§ WHAT THE TASK ASKS:
Return each of the rows below word for word, with no pictures in your answer.

━━━ ENTRIES

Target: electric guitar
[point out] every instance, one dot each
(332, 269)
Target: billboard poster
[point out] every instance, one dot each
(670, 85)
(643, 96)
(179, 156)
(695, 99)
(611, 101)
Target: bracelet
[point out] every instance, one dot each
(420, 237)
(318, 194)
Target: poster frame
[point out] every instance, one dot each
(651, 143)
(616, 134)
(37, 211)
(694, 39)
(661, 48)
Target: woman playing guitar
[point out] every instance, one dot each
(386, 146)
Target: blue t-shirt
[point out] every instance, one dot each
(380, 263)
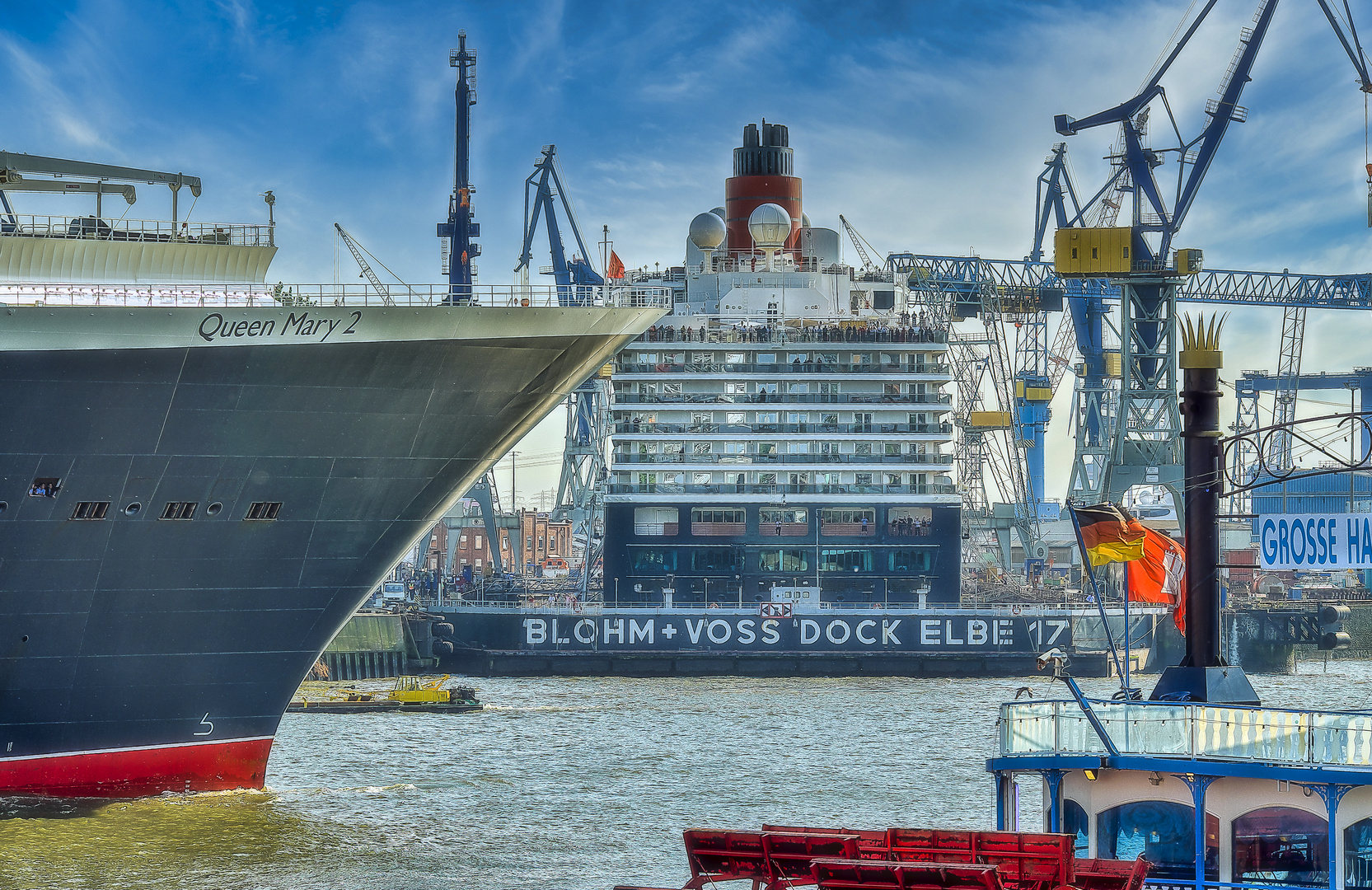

━━━━━━

§ FULL ANSWER:
Target: electric guitar
[point out] every instance, one dot each
(332, 269)
Target: billboard poster
[point out] every instance, one dot each
(670, 85)
(643, 96)
(179, 156)
(695, 99)
(611, 101)
Target: bracelet
[point out] every instance, one dot each
(420, 237)
(318, 194)
Target: poster frame
[point out] every instance, one dot each
(651, 143)
(616, 134)
(37, 211)
(694, 39)
(661, 48)
Target: woman playing guitar
[point out] every instance, one dot each
(386, 146)
Target: blue t-shirt
[point out] every instance, one dot each
(380, 263)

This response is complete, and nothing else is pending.